-- Start --

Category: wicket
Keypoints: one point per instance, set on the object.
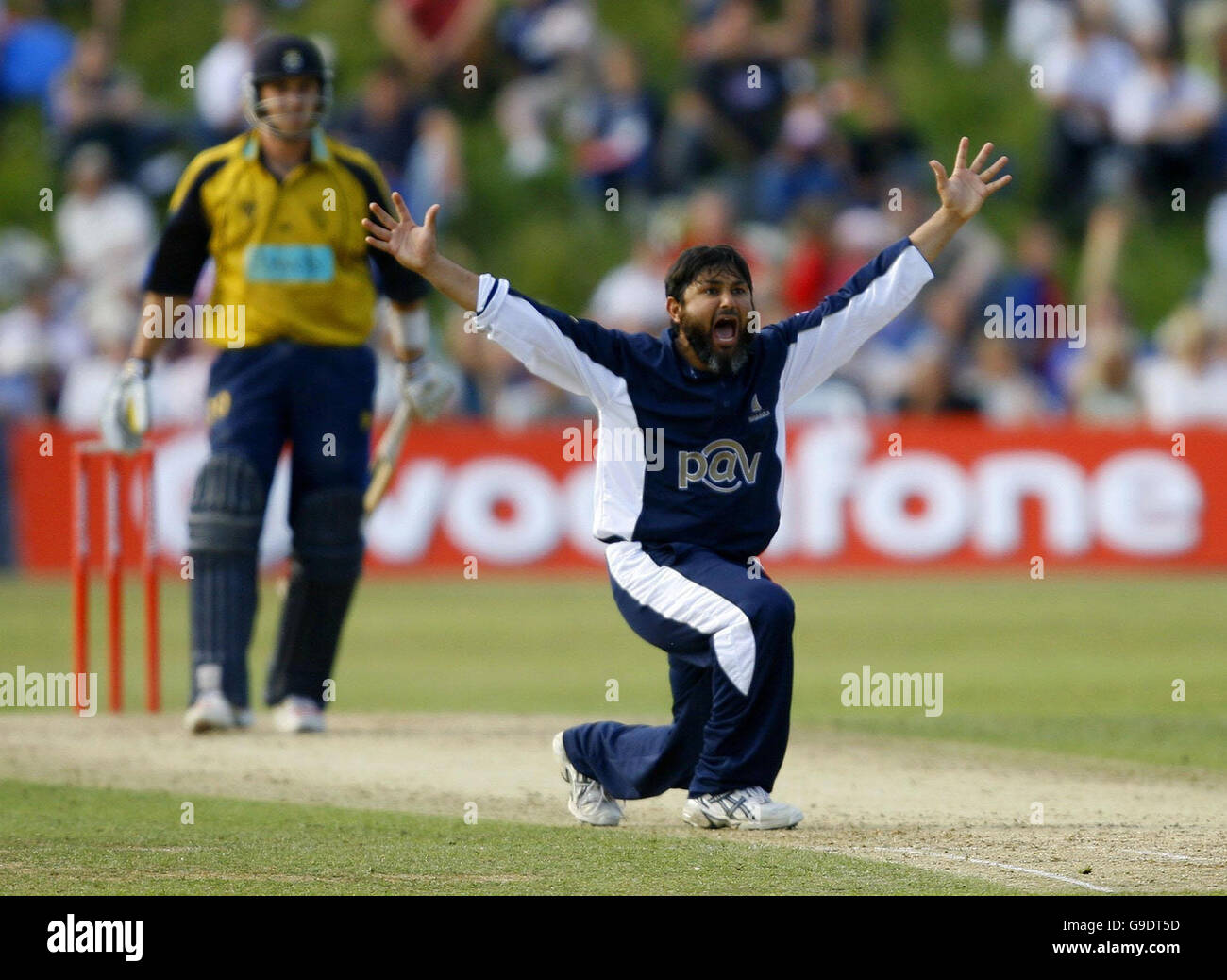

-- End --
-- Start --

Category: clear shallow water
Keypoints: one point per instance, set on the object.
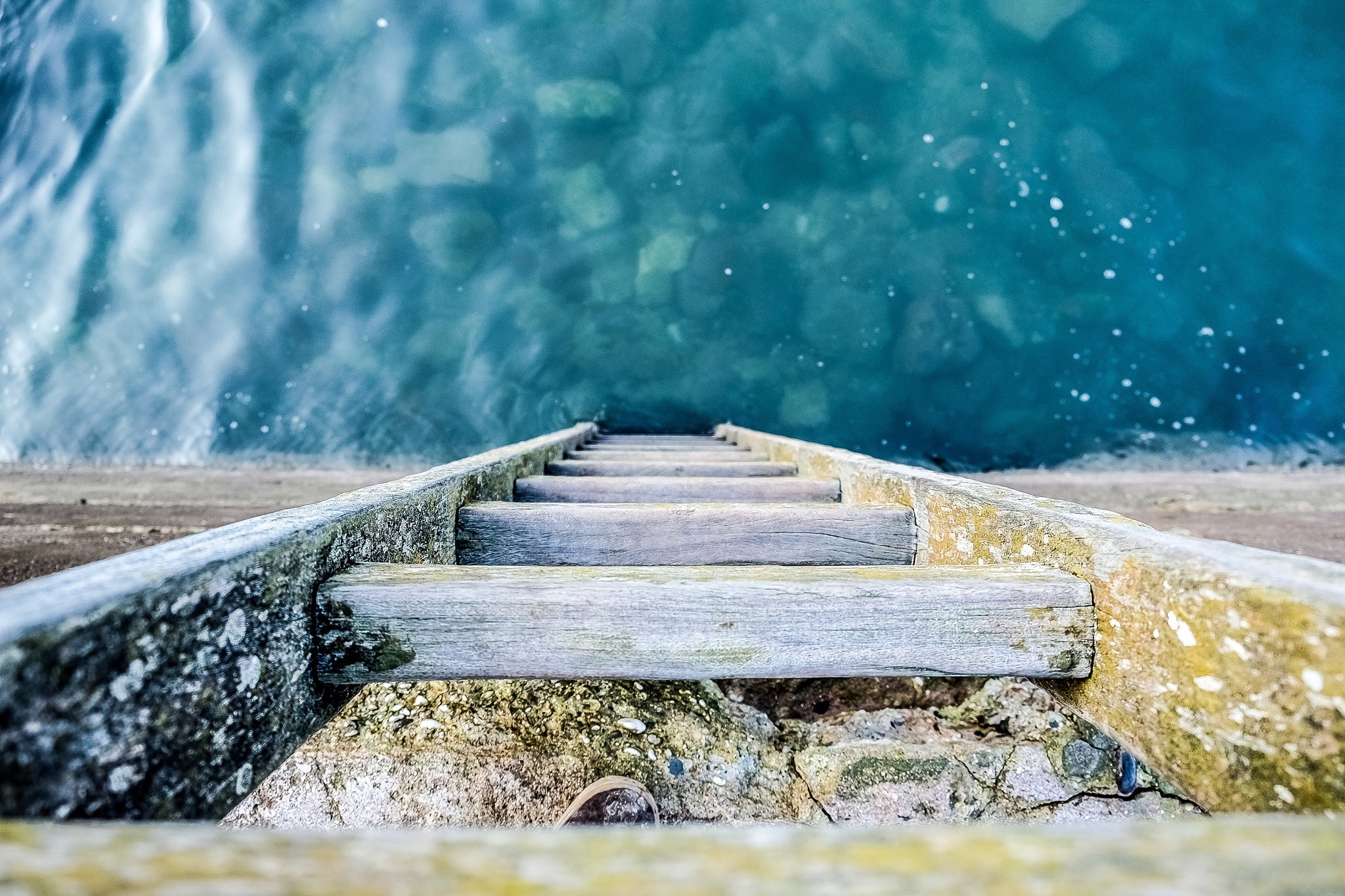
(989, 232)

-- End --
-- Start --

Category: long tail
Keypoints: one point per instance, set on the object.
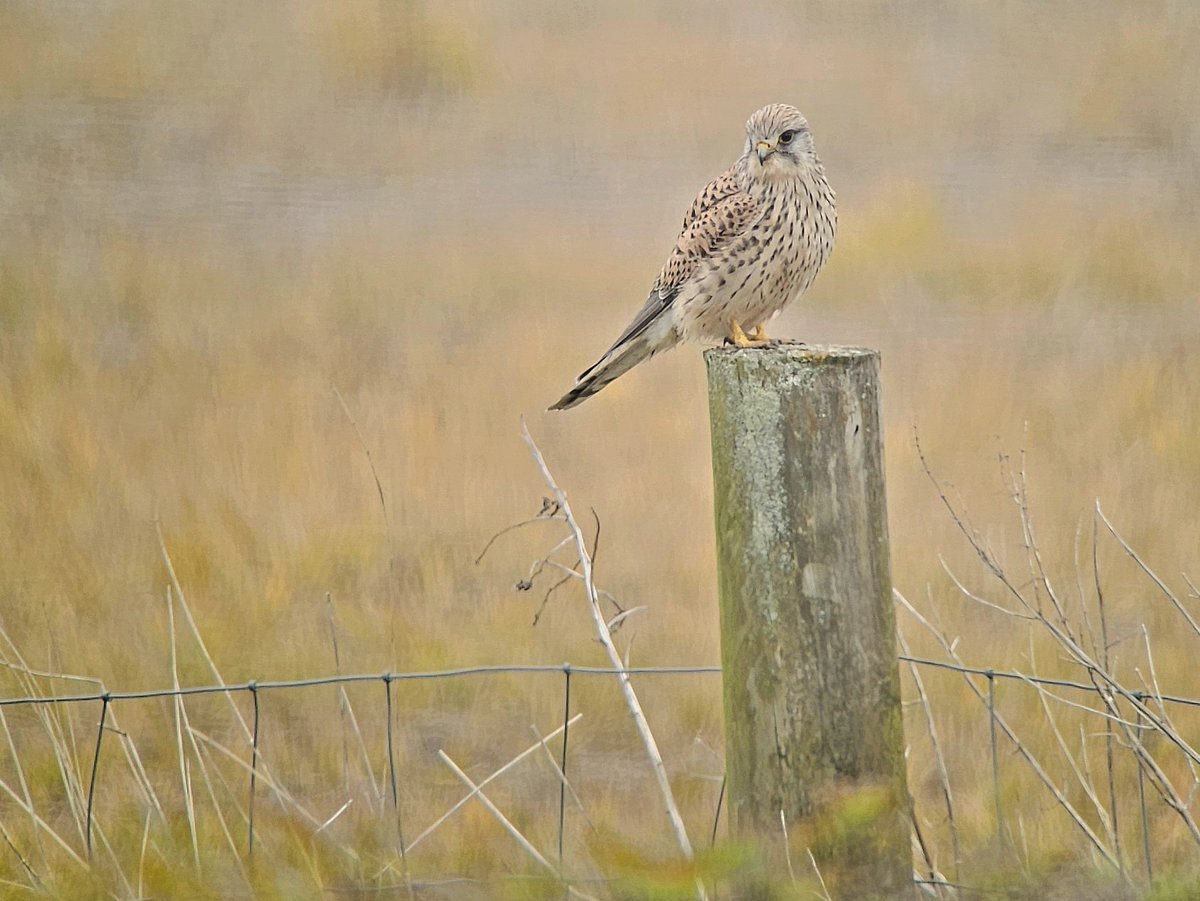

-- End --

**Task requirements**
Pick out each line of the material above that contains the string "Category", matching its case exactly, and copy those lines.

**Reply**
Category: wicket
Category: clear shallow water
Category: long tail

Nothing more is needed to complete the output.